— GIVEN INSTRUCTION —
Return every line of the entries below word for word, omitting the pictures.

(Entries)

-- BEGIN --

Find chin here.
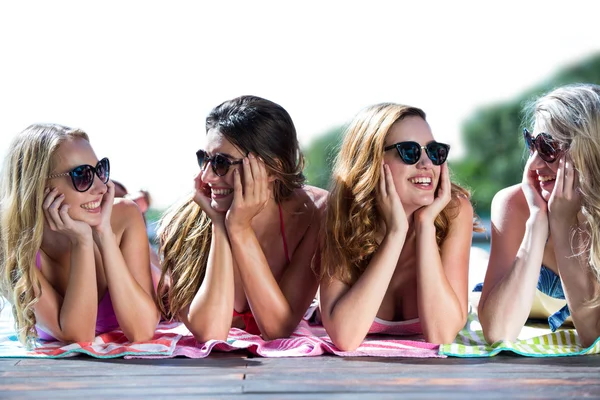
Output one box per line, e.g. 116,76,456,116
541,190,552,203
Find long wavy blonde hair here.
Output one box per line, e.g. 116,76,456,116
157,96,305,320
527,84,600,306
318,103,480,284
0,124,89,343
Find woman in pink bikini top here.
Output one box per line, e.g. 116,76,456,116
158,96,327,342
0,124,160,344
320,103,474,350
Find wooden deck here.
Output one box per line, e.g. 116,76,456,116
0,352,600,400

-- END --

— OUTPUT —
Find chin here.
Output one box per line, e.g. 116,76,456,116
541,190,552,203
Find long wavy blonde hair here.
Output one box per line, e.g. 116,76,456,116
157,96,305,320
527,84,600,306
318,103,480,284
0,124,89,343
Find woman in pink bikini top here.
Output one box per line, e.g. 116,76,456,116
158,96,327,342
0,124,160,344
320,103,474,350
Find wooden deck here.
Output one box per line, e.g. 116,76,456,116
0,352,600,400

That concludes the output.